__Work instructions__
- 1) Say whether each statement agrees with the news text on British food brands, answering yes or no and quoting the deciding words of the text: (a) The Colman family has made mustard in Norwich for 180 years. (b) Nestle intends to keep the Crosse & Blackwell factory at Milnthorpe open. (c) The most likely buyers of Colman's mustard are German food corporations.
- 2) Please list every line of the records that contains the string "floor". Case counts.

__Provided text__
-------

Over the past six years multinational food companies have bought HP and Lea & Perrins sauces, Jacob's Crackers, Marmite and Bovril. Frank Cooper's Oxford marmalade went to a foreign company some years before, as did Brown & Polson mixes and Crosse & Blackwell ketchup, salad cream and soups.

Last week brought the news that Colman's extremely English mustard is being sold off by its parent company, Reckitt & Colman, and the most likely buyers are French and American food corporations. The mustard is notoriously powerful. The Colman family made its fortune, so it is said, from the wasteful amounts Victorian diners left on their plates.

'Regrets?' pondered Sir Michael Colman, chairman of Reckitt, whose family has made mustard for the past 180 years in Norwich, where its factory workers' cottages still stand. 'Yes, there is always an anxiety about things like that, because we have a record of looking after businesses and the people who work in them.'

Colman's, like many of the most established brands in the larder, first appeared in the 19th century as industrial production methods were used to produce ready-made sauces and condiments: they were the first convenience foods. But they have succumbed to the giant international companies, which can afford to produce on a massive scale.

One of the most famous brand names is to disappear altogether. Last week Nestle, the Swiss owner of Crosse & Blackwell, decided to close the Crosse & Blackwell factory at Milnthorpe, Cumbria, because there were 'no long-term prospects' for the brand's salad cream and ketchup. More than 500 workers will be sacked.

-------

__Pointing and label entries__
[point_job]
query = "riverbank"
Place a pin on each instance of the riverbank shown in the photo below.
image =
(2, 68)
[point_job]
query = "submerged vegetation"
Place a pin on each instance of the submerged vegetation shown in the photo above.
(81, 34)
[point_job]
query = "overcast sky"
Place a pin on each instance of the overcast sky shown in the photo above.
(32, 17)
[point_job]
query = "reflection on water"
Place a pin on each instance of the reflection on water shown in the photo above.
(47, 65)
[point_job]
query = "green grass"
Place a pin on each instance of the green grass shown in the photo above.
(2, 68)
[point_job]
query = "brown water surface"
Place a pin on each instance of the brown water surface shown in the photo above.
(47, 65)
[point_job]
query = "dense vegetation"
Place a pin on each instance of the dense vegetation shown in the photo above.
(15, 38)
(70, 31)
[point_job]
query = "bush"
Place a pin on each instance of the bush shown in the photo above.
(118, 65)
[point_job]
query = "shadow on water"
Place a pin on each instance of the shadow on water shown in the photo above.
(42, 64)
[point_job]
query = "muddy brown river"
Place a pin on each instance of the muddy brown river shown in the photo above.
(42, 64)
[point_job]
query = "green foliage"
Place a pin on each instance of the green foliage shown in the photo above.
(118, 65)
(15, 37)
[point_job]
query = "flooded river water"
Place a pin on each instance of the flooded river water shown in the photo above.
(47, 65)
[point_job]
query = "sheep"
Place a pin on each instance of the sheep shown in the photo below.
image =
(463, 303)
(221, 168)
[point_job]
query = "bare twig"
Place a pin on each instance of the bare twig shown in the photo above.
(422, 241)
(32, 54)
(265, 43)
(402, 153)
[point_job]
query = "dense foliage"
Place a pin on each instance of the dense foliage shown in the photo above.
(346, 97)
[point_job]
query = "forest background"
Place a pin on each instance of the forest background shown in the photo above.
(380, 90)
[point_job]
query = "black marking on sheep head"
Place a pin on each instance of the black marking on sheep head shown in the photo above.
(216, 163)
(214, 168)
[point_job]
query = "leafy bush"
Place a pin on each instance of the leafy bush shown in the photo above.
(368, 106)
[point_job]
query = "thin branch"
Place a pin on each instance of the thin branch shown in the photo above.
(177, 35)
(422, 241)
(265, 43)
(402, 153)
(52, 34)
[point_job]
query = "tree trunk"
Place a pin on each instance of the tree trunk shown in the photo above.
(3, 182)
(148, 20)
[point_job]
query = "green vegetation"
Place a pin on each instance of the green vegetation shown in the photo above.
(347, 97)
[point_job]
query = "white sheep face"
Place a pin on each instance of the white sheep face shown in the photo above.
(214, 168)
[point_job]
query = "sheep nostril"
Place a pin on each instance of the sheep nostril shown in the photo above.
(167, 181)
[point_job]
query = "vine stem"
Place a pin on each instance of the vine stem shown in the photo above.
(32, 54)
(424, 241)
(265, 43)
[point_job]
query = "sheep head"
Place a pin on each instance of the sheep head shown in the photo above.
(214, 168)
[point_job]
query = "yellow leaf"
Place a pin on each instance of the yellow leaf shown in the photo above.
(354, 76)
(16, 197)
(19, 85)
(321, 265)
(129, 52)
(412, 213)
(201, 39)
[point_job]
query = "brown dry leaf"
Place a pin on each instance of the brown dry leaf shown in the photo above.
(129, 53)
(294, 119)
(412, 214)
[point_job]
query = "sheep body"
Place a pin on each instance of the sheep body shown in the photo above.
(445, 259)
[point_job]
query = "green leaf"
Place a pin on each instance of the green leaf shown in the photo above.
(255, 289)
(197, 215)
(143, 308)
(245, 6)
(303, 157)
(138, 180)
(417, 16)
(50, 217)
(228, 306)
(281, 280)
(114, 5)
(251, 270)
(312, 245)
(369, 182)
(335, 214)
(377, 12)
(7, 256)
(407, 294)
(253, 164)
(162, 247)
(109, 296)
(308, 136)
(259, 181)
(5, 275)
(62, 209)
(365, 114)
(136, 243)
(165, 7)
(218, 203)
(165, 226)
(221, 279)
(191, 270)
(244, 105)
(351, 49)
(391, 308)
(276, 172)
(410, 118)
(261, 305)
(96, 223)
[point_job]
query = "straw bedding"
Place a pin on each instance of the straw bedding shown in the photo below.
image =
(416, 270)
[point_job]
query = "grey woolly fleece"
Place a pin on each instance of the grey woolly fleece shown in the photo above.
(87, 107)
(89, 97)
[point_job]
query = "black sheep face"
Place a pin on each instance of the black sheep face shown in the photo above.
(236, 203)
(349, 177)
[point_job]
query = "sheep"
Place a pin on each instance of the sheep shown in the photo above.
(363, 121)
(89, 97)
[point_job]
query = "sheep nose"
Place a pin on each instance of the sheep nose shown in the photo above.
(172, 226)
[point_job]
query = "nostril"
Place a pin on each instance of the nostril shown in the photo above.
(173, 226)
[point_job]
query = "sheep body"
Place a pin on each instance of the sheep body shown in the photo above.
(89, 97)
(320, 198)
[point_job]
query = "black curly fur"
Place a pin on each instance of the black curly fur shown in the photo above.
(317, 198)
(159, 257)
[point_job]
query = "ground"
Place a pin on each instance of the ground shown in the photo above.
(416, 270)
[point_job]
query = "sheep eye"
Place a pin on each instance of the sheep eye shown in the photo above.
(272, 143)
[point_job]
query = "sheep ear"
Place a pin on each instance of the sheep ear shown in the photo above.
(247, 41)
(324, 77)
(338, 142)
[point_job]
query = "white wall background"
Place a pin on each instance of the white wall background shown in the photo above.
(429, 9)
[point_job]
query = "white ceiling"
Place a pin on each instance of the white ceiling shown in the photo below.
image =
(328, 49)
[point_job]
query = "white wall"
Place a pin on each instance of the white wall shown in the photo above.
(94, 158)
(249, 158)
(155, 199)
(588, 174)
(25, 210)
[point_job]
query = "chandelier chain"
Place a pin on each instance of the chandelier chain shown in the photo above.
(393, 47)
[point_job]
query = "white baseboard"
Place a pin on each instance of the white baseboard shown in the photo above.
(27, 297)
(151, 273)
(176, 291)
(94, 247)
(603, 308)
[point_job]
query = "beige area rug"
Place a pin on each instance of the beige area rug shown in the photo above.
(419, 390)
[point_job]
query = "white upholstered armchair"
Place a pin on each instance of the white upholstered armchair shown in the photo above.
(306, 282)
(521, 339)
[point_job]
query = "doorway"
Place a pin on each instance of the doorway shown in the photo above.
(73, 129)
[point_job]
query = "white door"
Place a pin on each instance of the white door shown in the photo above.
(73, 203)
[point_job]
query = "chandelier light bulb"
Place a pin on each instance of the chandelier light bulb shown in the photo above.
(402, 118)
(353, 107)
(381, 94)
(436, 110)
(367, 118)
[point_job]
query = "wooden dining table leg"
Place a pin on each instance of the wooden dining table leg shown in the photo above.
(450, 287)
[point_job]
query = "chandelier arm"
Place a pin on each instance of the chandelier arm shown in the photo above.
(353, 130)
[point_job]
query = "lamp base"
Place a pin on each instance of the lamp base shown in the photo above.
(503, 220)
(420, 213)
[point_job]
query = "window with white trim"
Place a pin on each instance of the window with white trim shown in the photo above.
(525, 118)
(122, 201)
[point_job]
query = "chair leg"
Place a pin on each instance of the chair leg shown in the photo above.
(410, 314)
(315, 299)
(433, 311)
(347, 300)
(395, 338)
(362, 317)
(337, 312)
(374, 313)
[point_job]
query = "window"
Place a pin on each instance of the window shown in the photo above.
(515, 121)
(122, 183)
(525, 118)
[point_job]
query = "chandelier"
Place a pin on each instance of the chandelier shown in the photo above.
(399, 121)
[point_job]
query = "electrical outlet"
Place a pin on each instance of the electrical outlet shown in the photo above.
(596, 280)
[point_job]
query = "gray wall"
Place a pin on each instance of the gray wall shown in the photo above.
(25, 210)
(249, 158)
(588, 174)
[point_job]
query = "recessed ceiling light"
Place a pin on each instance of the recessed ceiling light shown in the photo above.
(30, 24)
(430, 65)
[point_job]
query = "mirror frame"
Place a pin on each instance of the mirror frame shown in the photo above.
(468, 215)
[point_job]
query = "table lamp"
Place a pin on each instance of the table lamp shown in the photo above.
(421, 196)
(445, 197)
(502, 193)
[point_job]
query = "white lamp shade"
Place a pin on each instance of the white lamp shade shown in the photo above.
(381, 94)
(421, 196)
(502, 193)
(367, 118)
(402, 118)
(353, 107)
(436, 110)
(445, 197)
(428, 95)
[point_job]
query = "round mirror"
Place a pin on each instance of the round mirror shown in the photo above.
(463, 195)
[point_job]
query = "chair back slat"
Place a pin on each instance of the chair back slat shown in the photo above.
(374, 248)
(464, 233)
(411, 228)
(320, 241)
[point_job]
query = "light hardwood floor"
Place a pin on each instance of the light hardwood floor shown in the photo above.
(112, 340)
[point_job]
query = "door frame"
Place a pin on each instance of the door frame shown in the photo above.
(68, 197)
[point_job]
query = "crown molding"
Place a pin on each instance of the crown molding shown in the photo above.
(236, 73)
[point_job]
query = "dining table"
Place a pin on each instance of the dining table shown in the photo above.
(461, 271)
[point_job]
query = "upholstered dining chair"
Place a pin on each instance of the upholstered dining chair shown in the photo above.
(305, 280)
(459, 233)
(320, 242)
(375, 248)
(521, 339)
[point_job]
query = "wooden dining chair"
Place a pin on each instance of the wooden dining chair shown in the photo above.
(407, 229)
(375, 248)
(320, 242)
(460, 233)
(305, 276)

-------

__Answers below__
- 1)
(a) Yes: "whose family has made mustard for the past 180 years in Norwich"
(b) No: "decided to close the Crosse & Blackwell factory at Milnthorpe, Cumbria"
(c) No: "the most likely buyers are French and American food corporations"

- 2)
query = "light hardwood floor"
Place a pin on each instance of the light hardwood floor shown in the photo above.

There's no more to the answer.